- [PROBLEM TO SOLVE]: Carry on the article about breaking into the film business, starting immediately after its last sentence.

- [TEXT SHOWN]:
-- start --

Barriers to Entry aka “So you wanna work in the film business?” PART I

A WMM Original Article Written by Valentina Vee

On March 14th, 2014 at YouTube Studios in Los Angeles, WeMakeMovies had one of its first full days of shooting several sketches for our YouTube channel (we need subscribers, hint hint). In typical fashion, many of the other sound stages were booked solid, with various crewmembers lugging large-sized pieces of set decoration and equipment across the spacious lobby of the building that was once one of Howard Hughes’ personal airplane hangars. Amidst this flurry of activity, a petite brunette beauty, sitting in a makeup chair and preparing to shoot a music video, sighed deeply whilst applying her lipstick.

Los Angeles is just impossible for relationships,” she said, puckering in the mirror, “Especially for this industry. Like, if you have time for dating, you must not be doing enough. I mean, get out of here if you’re not doing anything – LA’s way too expensive and there’s way too much traffic to not be busy all the time!”

-- end --

[Point-based annotation data]
-- start --

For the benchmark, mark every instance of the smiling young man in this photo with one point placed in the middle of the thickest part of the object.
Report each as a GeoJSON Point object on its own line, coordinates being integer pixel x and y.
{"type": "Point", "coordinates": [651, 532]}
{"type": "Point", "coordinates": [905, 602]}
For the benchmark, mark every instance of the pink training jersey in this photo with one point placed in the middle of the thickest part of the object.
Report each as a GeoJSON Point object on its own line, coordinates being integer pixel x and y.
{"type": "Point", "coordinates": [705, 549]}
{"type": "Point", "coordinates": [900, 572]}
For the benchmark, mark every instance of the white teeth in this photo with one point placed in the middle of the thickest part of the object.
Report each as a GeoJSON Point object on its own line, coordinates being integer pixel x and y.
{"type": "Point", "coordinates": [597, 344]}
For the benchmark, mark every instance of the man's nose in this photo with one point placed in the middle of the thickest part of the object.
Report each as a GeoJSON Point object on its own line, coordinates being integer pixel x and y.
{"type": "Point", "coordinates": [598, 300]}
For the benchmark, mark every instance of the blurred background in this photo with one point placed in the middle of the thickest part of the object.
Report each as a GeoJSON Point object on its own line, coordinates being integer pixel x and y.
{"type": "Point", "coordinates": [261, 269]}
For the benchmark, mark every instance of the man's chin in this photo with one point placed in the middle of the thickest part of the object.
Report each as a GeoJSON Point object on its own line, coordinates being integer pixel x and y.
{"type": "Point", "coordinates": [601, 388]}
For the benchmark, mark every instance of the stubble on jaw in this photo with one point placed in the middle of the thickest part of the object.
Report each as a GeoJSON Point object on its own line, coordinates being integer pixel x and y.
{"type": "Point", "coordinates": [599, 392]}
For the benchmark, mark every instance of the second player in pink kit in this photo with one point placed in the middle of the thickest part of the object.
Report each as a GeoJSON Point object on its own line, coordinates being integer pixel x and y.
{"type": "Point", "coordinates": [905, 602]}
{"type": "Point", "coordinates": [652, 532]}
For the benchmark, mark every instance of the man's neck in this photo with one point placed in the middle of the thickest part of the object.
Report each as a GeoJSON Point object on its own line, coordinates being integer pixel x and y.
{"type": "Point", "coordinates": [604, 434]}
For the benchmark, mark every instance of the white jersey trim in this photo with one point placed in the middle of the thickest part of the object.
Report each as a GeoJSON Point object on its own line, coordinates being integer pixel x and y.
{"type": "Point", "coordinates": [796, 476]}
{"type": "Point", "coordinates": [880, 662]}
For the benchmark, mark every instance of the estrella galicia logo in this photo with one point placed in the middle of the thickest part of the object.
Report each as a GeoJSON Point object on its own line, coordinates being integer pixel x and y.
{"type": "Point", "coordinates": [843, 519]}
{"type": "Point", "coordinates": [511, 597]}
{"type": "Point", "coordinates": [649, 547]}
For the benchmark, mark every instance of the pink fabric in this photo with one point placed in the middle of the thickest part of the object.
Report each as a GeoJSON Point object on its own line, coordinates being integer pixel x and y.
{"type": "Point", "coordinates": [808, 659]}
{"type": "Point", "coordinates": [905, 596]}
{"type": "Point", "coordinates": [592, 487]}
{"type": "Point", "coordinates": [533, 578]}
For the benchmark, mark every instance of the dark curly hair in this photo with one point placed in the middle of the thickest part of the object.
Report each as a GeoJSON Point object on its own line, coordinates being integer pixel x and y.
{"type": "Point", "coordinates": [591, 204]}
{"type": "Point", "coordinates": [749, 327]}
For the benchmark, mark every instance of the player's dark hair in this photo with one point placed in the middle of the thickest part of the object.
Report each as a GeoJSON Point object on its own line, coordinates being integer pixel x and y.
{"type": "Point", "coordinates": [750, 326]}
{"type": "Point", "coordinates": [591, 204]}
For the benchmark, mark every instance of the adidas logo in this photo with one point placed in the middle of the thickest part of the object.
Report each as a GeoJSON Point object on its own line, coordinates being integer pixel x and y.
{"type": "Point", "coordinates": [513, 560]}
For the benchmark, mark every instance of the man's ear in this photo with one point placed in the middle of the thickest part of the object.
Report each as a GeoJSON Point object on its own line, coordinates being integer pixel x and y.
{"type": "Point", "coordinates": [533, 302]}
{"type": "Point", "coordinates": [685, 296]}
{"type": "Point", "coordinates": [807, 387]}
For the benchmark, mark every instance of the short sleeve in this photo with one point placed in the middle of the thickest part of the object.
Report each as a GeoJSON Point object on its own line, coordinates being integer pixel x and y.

-- end --

- [RESPONSE TO THIS EXERCISE]:
This got me thinking about the thousands of people in LA who aren’t doing anything – those people who are waiting to be discovered, searching for jobs, or honing their skills in a particular specialty. What about them? When will they ever be as busy as this rising starlet seated before me? And at what point does a person go from being “a struggling filmmaker” to “a busy filmmaker”?

I realized that this point comes when one passes a certain threshold, or overcomes certain barriers that are in one’s way to a successful career. Those barriers most often come as a string of “not-enoughs”: not enough connections, not enough money, not enough time, etc. So, barring those necessary (but vague) requirements, what else do you need to get into the film business? What specific things should a newly-transplanted Los Angelino need in order to start working with any degree of success? I decided to make a list for any would-be major creative player in the Hollywood game. Do you have all the essentials? Check below.


$1,000/month – rent. Whether you live with a roommate or seek a place out for yourself, rent is the biggest expense anybody living in LA will incur. Where you live is up to you, but stay safe – don’t sacrifice piece of mind and security for a good price on a living room couch in Crenshaw. Check Padmapper for an amalgamated map of several room-posting websites.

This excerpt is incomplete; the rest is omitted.